=== DATA FOR THIS EXERCISE ===
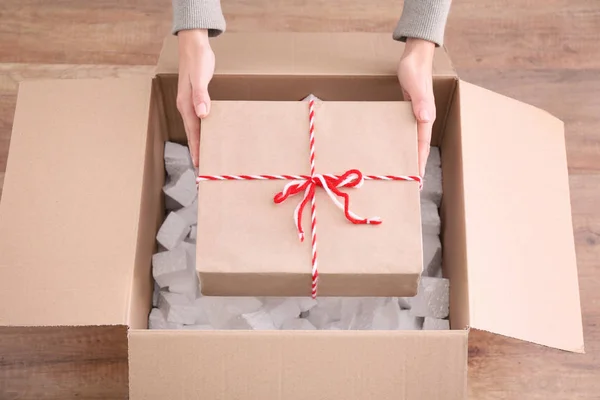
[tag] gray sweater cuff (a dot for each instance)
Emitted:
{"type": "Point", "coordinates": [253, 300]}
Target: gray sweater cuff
{"type": "Point", "coordinates": [423, 19]}
{"type": "Point", "coordinates": [198, 14]}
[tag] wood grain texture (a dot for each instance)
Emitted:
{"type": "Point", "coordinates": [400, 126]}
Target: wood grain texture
{"type": "Point", "coordinates": [63, 363]}
{"type": "Point", "coordinates": [491, 34]}
{"type": "Point", "coordinates": [541, 52]}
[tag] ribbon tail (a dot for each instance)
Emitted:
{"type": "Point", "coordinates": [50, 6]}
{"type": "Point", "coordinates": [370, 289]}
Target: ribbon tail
{"type": "Point", "coordinates": [332, 191]}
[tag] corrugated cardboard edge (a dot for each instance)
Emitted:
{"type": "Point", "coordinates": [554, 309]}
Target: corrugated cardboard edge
{"type": "Point", "coordinates": [529, 233]}
{"type": "Point", "coordinates": [290, 365]}
{"type": "Point", "coordinates": [75, 120]}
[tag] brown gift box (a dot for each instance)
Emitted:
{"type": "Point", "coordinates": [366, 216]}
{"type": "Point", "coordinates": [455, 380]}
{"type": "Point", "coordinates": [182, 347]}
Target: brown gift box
{"type": "Point", "coordinates": [248, 246]}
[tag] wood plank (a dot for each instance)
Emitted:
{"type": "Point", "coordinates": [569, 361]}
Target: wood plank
{"type": "Point", "coordinates": [63, 363]}
{"type": "Point", "coordinates": [492, 34]}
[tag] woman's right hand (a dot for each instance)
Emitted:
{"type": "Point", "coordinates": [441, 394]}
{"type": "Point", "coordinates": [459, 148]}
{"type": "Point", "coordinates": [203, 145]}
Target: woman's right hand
{"type": "Point", "coordinates": [196, 69]}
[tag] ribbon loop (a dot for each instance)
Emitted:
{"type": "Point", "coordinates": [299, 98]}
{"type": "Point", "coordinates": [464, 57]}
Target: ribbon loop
{"type": "Point", "coordinates": [352, 179]}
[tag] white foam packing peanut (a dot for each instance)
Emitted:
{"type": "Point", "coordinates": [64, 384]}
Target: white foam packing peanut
{"type": "Point", "coordinates": [172, 232]}
{"type": "Point", "coordinates": [430, 217]}
{"type": "Point", "coordinates": [157, 320]}
{"type": "Point", "coordinates": [432, 181]}
{"type": "Point", "coordinates": [435, 324]}
{"type": "Point", "coordinates": [409, 322]}
{"type": "Point", "coordinates": [198, 327]}
{"type": "Point", "coordinates": [432, 255]}
{"type": "Point", "coordinates": [189, 283]}
{"type": "Point", "coordinates": [226, 312]}
{"type": "Point", "coordinates": [177, 308]}
{"type": "Point", "coordinates": [259, 320]}
{"type": "Point", "coordinates": [387, 315]}
{"type": "Point", "coordinates": [298, 324]}
{"type": "Point", "coordinates": [174, 269]}
{"type": "Point", "coordinates": [193, 233]}
{"type": "Point", "coordinates": [190, 213]}
{"type": "Point", "coordinates": [432, 299]}
{"type": "Point", "coordinates": [182, 188]}
{"type": "Point", "coordinates": [177, 159]}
===
§ WHAT THE TASK ASKS
Rewrite everything from the line containing "[tag] woman's right" down to the end of the data, changing each "Target" to "Reference" and leaving all else unchanged.

§ FINISHED TASK
[tag] woman's right hand (a dot for each instance)
Emitted:
{"type": "Point", "coordinates": [441, 394]}
{"type": "Point", "coordinates": [459, 148]}
{"type": "Point", "coordinates": [203, 145]}
Reference: woman's right hand
{"type": "Point", "coordinates": [196, 69]}
[tag] ribbon loop (a dot for each instance)
Emitted:
{"type": "Point", "coordinates": [299, 98]}
{"type": "Point", "coordinates": [464, 57]}
Reference: ribbon loop
{"type": "Point", "coordinates": [352, 179]}
[tag] white foam packing peanut (a dot for each instance)
Emitted:
{"type": "Point", "coordinates": [64, 384]}
Reference: white foam packing peanut
{"type": "Point", "coordinates": [172, 232]}
{"type": "Point", "coordinates": [430, 217]}
{"type": "Point", "coordinates": [157, 320]}
{"type": "Point", "coordinates": [432, 181]}
{"type": "Point", "coordinates": [435, 324]}
{"type": "Point", "coordinates": [409, 322]}
{"type": "Point", "coordinates": [198, 327]}
{"type": "Point", "coordinates": [432, 255]}
{"type": "Point", "coordinates": [189, 283]}
{"type": "Point", "coordinates": [226, 312]}
{"type": "Point", "coordinates": [177, 308]}
{"type": "Point", "coordinates": [259, 320]}
{"type": "Point", "coordinates": [387, 315]}
{"type": "Point", "coordinates": [298, 324]}
{"type": "Point", "coordinates": [174, 269]}
{"type": "Point", "coordinates": [193, 233]}
{"type": "Point", "coordinates": [190, 213]}
{"type": "Point", "coordinates": [432, 299]}
{"type": "Point", "coordinates": [182, 188]}
{"type": "Point", "coordinates": [177, 159]}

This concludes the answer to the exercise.